_Stated exercise_
Rewrite the listing from the line containing "of the advertising" up to and including the line containing "Target: advertising a-board sign", with "pixel coordinates" changed to "image coordinates" and everything else kept as is. Return only those lines.

_Data lines_
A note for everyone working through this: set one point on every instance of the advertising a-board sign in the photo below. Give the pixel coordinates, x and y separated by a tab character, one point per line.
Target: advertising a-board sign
==
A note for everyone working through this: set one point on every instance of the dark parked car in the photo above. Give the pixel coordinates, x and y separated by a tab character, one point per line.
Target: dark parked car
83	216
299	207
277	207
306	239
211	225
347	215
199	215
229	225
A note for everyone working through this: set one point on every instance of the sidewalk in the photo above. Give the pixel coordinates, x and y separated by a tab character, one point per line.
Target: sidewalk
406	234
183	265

_Completed task_
A note for everyone working through this: set one point on every instance of the advertising a-board sign in the photo below. Give the image coordinates, x and y separated by a tab character, one point per line.
Target: advertising a-board sign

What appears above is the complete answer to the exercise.